● Exercise details:
How would you render this sentence from the blog post about becoming a scientist in Spanish: "As in any professional venture, it is certainly not the merits of the proposal alone that can sway the decisions of those with the dough."?

● Provided passage:
/---

I am only just starting to grasp what life as a scientist must be like for those that have jumped through the various hoops, done their time in school, published their papers, worked through a post-doc or two and slaved as an assistant professor for a time. After all of that, you finally "make it". As near as I can tell, that "making it" still involves a considerable amount of positioning oneself against your colleagues such that the money that is floating around in our economy for research science goes to your work. In effect, one of the early steps in most research projects is ritualized begging, which we call "proposal writing". As in any professional venture, it is certainly not the merits of the proposal alone that can sway the decisions of those with the dough.
So, with these things in mind, and given that I am training myself as a scientist, this blog post is also serving as the world premiere of my newest tool for shameless self promotion, my own website, dedicated to ME. You will immediately note that I will certainly NOT be getting any calls seeking my services as a web designer from this site. My hope, then, is that it might someday help me in the great game that the scientific community must play, "Who Gets The Dough?".
Now I just get to kick back and watch the support for my projects roll in...

\---

[Natural language region descriptions]
/---

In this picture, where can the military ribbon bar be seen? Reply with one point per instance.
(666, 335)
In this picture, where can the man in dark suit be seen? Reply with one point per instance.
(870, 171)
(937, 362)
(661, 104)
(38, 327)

\---

● Expected output:
Como en cualquier empresa profesional, sin duda no son solo los méritos de la propuesta los que pueden influir en las decisiones de quienes tienen el dinero.